Top of Input data
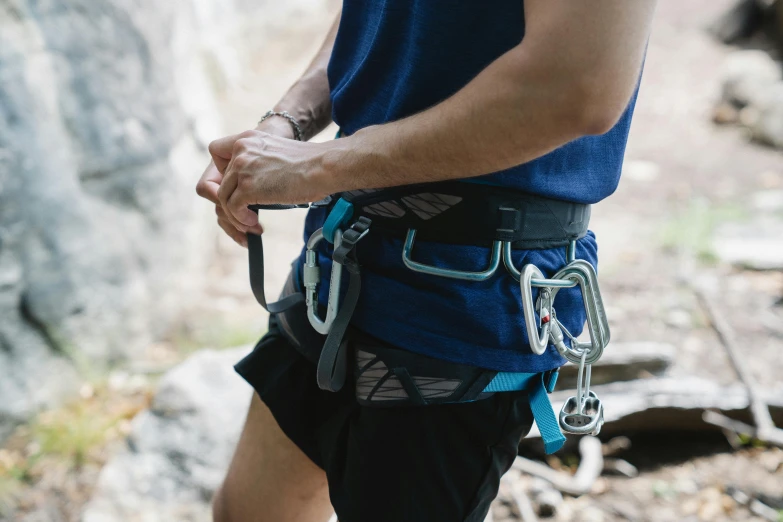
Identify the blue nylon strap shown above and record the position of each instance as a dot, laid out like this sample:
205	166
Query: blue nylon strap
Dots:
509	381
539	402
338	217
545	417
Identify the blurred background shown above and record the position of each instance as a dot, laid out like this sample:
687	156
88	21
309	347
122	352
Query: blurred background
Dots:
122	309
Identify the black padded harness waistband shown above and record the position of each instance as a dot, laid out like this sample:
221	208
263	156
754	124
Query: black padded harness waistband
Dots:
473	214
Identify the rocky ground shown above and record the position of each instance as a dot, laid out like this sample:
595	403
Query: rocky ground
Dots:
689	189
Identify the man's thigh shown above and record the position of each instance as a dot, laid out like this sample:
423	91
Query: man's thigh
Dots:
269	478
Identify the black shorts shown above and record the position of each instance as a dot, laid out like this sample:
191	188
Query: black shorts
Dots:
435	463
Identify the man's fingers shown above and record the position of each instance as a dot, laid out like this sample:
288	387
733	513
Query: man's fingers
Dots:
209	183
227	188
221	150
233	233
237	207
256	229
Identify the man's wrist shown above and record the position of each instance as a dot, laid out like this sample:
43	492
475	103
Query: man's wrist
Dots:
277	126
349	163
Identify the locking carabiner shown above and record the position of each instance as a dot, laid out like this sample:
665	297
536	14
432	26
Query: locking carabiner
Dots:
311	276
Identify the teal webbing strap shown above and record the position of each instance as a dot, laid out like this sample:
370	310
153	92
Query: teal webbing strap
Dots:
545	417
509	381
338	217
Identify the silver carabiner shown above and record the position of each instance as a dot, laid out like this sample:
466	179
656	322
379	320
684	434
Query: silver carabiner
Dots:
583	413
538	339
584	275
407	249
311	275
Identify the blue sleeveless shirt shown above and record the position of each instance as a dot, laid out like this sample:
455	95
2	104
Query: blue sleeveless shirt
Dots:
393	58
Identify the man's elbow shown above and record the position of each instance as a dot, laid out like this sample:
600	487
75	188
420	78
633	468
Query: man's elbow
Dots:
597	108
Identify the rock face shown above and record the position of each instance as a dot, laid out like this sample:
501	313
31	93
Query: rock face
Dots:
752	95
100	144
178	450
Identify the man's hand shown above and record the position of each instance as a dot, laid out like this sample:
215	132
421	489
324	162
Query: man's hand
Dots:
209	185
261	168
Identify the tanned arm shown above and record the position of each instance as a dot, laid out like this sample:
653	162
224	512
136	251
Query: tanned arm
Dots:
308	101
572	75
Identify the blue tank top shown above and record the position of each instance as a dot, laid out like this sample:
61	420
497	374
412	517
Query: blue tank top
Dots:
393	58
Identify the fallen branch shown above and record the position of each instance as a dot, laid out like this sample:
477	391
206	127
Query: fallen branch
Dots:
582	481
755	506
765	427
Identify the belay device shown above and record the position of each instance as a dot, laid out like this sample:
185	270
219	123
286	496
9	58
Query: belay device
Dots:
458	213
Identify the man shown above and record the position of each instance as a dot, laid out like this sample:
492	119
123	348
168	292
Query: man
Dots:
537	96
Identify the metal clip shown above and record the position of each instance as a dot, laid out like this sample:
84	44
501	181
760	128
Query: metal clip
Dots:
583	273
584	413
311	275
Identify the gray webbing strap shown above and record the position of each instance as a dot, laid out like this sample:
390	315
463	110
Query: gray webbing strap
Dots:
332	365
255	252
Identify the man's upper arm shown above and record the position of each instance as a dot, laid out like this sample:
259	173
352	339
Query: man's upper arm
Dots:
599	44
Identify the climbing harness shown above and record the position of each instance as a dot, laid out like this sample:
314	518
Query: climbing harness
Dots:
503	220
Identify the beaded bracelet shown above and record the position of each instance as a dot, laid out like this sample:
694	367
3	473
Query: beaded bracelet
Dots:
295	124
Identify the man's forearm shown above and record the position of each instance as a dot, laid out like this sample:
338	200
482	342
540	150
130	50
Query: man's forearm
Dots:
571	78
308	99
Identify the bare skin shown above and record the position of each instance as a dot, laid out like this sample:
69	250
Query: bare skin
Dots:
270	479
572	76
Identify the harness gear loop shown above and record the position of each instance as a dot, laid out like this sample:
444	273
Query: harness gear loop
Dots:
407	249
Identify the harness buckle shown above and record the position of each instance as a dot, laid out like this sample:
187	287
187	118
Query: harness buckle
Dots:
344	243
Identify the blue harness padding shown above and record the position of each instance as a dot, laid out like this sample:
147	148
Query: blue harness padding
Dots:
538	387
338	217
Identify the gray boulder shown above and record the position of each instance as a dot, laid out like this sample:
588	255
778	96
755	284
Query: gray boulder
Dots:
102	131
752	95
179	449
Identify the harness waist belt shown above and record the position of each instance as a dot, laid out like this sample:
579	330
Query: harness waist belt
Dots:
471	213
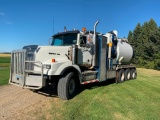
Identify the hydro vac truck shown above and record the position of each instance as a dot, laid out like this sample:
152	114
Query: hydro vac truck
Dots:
Bottom of Input data
» **Task prompt**: Look through the entries for lines containing the word "skin" and return each one.

» **Written solution**:
Identify the bare skin shown above and record the position of each instance as a dot, laid out like this sample:
Query: bare skin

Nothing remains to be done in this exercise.